■ Datensätze
++++++++++

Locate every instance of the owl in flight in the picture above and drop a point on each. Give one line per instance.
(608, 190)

++++++++++

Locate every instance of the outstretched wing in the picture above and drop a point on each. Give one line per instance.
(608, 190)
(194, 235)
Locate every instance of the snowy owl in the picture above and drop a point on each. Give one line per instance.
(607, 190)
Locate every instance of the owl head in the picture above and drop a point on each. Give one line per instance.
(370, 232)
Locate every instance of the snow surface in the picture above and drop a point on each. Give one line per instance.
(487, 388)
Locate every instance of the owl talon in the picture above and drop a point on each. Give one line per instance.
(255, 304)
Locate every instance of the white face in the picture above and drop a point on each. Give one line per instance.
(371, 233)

++++++++++

■ Aufgabe
Zähle, in wie vielen Zeilen der Datensätze die Zeichenfolge „point“ vorkommt, wobei Groß- und Kleinschreibung zu beachten ist. Gib nur die Zahl an.

■ Ausgabe
7